» DESCRIPTION OF THE TASK
According to the page on SQL and NoSQL databases below, why is it meaningless to say "we should use NoSQL" without saying which one? Answer in one to three sentences.

"NoSQL" is not one thing. It is four different families: key-value, document, wide-column, and graph. Each fits different problems. For most new services, a normal SQL database like Postgres is still the right default. You go NoSQL when you have a specific access pattern that SQL handles poorly: massive write throughput, document-shaped data that fits naturally as JSON, key-value lookups at huge scale, or graph traversals that are awkward in SQL. The honest answer at most companies is "Postgres for the main app, plus a NoSQL store for the one or two things that need it."
NoSQL umbrella
──────────────
┌──────────────┬─────────────┬───────────────┬─────────┐
▼ ▼ ▼ ▼
Key-Value Document Wide-Column Graph
(Redis, (MongoDB, (Cassandra, (Neo4j,
DynamoDB, CouchDB, Bigtable, Neptune,
Memcached) Firestore) HBase, ArangoDB)
ScyllaDB)
Lookup by Store JSON Sparse columns, Nodes and edges,
key, get value.docs by id. huge row scale. fast traversal.
Saying "we should use NoSQL" without saying which is meaningless.
| Dimension | SQL | KV | Document | Wide-Column | Graph |
|---|---|---|---|---|---|
| Schema | Strict | None (opaque) | Flexible | Flexible | Flexible |
| Transactions | ACID, multi-row | Single key | Often single doc | Limited | Limited |
| Joins | Native | No | No (denormalize) | No | Native via edges |
| Range queries | Native | No | Limited | Yes (partition) | Limited |
| Horizontal scale (writes) | Harder (shard) | Excellent | Good | Excellent | Limited |
| Operational complexity | Medium | Low | Medium | High | Medium |
| Best at | General apps, OLTP | Caches, sessions | App documents | Time-series, logs | Relationships |
- General-purpose app. Orders, users, payments, anything with multiple related entities.
- You need transactions. Money, inventory, anything where ACID guarantees matter.
- You need joins. Most reporting and business logic.
- You don't know your access patterns yet. SQL is forgiving. Schemas evolve.
- Data fits on one machine, or a few. Postgres on a beefy primary handles billions of rows fine.
For most new services, this is where you land.
- Pure lookup by key, at huge scale or sub-millisecond latency.
- Session stores (login state).
- Caches (the most common NoSQL use).
- Feature stores serving ML models (Problem 22-style serving).
- Pre-computed aggregates keyed by user and date.
DynamoDB, Bigtable, Aerospike, Redis. You can put billions of items in and read them in single-digit milliseconds.
- Data is naturally tree-shaped, with optional fields and arrays.
- Schema changes frequently and the application tolerates it.
- You read documents whole and rarely query subfields.
Examples: product catalogs, content management, user-facing UI state. MongoDB, Firestore, DocumentDB.
The trap: document stores look easy until you need to do cross-document analytics, and then you wish you had SQL.
- Massive writes, especially time-series or event streams.
- Reads by partition key, often with a range on a clustering key.
- You can model the data so reads are always "one partition."

» Entries for labeling object positions
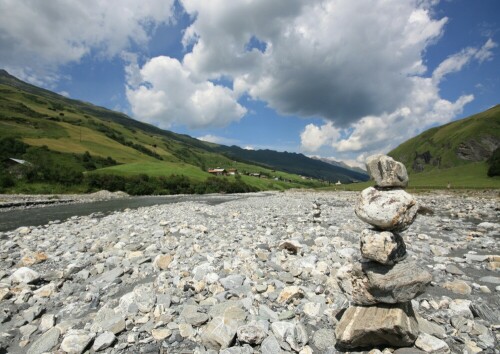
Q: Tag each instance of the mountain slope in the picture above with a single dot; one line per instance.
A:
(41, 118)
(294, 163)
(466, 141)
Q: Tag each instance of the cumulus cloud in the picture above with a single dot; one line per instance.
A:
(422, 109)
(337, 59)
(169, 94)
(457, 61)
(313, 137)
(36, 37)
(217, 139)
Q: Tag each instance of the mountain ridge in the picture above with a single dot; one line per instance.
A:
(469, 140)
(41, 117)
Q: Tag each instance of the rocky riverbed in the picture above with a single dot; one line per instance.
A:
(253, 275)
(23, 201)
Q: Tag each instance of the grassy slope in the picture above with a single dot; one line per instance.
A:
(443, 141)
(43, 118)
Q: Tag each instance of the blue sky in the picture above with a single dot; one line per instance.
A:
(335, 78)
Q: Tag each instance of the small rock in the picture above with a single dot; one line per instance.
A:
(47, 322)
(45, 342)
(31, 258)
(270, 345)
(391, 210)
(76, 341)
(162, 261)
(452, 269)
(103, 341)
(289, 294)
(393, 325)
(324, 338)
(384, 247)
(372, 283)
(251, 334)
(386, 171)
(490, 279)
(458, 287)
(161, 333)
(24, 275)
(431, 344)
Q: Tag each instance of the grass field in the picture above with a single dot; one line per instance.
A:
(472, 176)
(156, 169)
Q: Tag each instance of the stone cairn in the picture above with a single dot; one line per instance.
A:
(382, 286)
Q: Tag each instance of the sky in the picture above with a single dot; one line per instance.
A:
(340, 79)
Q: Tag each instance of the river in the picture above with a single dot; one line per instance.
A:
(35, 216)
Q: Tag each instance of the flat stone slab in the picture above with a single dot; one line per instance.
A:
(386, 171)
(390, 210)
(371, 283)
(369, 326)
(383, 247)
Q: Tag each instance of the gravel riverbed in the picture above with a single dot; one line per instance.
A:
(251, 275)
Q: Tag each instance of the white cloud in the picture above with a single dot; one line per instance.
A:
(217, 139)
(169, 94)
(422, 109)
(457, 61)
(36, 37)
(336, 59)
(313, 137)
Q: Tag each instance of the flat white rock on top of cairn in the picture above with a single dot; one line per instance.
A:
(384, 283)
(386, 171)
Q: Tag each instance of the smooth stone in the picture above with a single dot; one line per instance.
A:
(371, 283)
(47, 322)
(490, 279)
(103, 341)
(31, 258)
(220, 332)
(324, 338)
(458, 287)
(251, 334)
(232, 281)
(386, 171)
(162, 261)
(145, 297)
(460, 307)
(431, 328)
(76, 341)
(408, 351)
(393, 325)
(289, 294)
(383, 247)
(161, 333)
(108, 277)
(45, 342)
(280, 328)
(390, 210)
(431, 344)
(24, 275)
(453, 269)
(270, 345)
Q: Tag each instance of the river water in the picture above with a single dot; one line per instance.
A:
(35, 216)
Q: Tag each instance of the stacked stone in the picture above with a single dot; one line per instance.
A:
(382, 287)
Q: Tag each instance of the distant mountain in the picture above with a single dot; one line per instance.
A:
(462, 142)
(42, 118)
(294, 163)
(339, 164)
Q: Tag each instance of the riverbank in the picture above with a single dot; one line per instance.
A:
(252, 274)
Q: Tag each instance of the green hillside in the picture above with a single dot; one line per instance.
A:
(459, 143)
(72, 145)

...

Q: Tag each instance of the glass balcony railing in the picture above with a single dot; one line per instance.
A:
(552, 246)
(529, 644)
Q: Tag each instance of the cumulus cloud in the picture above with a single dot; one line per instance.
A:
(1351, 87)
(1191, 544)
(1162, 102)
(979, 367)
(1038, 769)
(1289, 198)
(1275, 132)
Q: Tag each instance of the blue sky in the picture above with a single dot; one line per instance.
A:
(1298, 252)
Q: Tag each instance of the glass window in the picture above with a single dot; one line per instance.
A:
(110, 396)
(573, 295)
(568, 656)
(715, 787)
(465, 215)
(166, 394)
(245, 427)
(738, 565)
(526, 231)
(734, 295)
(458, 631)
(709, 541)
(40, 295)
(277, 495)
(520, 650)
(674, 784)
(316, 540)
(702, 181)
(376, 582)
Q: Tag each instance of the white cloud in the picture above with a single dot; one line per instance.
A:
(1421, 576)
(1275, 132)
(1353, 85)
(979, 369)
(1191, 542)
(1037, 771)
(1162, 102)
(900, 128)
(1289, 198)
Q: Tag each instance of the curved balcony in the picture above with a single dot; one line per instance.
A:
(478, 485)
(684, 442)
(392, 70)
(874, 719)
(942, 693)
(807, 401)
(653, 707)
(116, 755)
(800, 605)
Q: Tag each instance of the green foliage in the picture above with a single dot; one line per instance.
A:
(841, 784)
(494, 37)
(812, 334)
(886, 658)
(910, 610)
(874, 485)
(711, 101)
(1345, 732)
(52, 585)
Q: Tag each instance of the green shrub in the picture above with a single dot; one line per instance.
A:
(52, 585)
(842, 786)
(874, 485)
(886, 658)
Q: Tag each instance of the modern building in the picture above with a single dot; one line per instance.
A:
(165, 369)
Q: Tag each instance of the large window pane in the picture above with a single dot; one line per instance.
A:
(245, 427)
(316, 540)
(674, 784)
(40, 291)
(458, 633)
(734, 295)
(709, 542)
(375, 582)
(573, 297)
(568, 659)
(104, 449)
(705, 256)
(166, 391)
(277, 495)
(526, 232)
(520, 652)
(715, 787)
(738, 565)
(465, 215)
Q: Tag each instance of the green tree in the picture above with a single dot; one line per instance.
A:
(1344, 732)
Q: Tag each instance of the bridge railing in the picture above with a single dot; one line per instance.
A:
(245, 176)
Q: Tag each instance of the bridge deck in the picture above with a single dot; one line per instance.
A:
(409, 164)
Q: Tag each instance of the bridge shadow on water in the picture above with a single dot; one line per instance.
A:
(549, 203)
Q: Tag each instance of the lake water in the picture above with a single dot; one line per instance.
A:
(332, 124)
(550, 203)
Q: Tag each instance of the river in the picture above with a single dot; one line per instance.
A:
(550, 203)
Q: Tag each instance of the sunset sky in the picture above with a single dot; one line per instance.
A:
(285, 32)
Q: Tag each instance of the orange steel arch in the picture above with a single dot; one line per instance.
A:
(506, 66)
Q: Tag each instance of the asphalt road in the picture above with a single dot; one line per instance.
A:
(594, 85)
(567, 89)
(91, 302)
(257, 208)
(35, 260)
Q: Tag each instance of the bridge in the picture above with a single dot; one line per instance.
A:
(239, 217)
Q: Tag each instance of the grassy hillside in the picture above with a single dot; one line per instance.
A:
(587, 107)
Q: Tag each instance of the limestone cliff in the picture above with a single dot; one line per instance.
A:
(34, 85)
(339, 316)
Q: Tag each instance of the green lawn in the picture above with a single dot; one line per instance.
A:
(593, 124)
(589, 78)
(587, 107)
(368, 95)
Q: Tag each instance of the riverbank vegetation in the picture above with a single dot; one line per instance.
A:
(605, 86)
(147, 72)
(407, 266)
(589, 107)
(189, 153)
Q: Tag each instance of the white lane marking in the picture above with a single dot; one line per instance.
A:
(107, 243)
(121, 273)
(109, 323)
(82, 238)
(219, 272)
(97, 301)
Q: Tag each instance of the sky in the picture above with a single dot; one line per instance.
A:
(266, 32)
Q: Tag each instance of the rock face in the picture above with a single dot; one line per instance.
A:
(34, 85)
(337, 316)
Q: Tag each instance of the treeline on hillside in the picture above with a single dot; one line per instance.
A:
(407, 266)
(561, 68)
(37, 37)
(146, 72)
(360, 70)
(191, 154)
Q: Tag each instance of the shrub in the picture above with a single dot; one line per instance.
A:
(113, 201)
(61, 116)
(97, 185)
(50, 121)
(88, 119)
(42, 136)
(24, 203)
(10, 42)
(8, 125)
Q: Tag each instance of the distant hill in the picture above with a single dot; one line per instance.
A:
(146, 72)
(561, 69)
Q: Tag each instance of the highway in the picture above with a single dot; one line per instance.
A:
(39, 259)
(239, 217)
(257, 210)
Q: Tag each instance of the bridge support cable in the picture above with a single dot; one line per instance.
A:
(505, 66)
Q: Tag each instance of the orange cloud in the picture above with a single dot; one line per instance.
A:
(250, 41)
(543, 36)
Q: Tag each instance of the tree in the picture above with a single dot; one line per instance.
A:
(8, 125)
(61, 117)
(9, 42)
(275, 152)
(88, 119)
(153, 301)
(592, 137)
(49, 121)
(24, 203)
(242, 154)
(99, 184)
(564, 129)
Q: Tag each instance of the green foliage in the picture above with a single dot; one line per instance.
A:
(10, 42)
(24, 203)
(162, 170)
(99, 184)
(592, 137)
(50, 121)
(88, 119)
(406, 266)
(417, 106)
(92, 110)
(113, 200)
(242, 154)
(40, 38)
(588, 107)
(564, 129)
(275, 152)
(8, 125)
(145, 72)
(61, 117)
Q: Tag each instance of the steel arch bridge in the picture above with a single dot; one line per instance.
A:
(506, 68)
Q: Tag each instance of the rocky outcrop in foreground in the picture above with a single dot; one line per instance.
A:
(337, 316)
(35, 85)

...

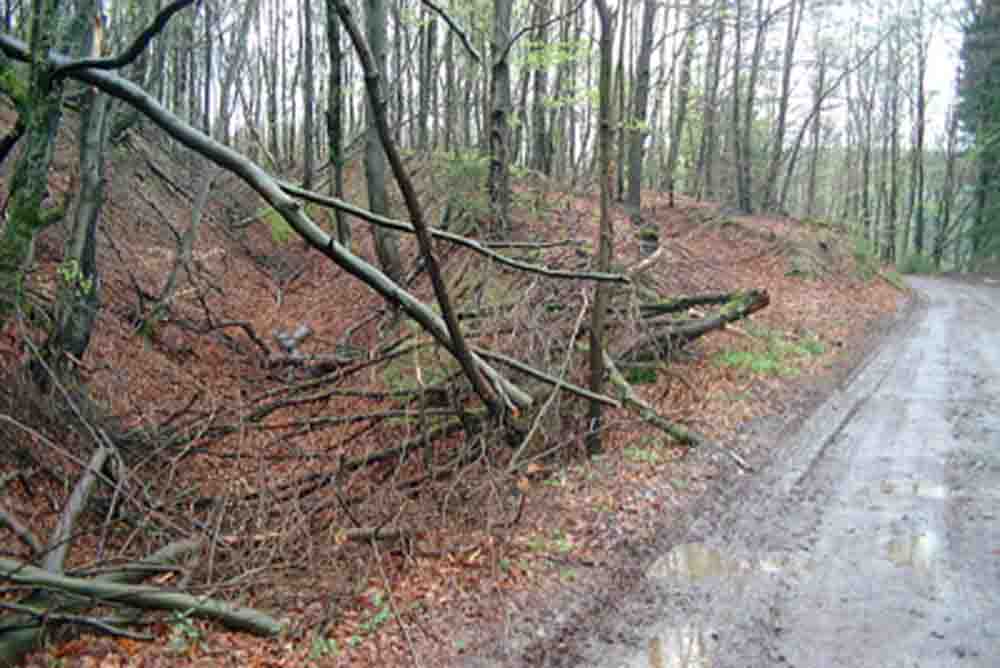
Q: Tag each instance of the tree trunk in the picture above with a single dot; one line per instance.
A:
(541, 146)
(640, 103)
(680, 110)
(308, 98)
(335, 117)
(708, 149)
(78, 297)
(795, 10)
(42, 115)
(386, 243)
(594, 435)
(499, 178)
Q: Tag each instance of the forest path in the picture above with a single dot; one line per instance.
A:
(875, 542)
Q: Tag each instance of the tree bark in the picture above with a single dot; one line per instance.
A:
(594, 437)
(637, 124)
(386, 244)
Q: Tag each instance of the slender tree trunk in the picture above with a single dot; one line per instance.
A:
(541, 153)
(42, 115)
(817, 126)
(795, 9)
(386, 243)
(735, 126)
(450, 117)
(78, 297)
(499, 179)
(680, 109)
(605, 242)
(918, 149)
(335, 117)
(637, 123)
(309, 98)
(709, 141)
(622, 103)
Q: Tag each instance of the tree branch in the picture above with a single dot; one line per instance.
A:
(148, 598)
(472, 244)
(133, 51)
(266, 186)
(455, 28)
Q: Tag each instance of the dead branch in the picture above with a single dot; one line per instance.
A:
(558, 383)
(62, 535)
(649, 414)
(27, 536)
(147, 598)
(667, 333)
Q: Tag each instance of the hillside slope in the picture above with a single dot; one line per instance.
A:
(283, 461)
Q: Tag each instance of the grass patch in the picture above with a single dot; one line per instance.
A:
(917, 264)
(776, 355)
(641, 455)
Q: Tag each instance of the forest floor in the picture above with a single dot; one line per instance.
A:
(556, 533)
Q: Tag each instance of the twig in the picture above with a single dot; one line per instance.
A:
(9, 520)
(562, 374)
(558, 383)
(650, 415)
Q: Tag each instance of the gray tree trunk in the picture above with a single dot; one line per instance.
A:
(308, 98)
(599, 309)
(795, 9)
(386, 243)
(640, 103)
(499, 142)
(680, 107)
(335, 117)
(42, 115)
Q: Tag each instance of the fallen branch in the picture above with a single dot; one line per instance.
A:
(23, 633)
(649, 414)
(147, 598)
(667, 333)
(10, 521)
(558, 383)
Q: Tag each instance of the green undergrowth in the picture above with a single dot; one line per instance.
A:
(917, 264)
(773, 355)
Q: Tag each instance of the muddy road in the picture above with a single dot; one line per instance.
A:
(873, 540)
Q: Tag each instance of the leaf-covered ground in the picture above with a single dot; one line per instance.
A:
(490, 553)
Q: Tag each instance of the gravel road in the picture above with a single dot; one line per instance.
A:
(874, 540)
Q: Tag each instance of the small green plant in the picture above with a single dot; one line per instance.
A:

» THE REPLY
NoSQL is not one thing but four different families: key-value, document, wide-column, and graph. Each family fits different problems, so the bare term does not say which kind of store is meant.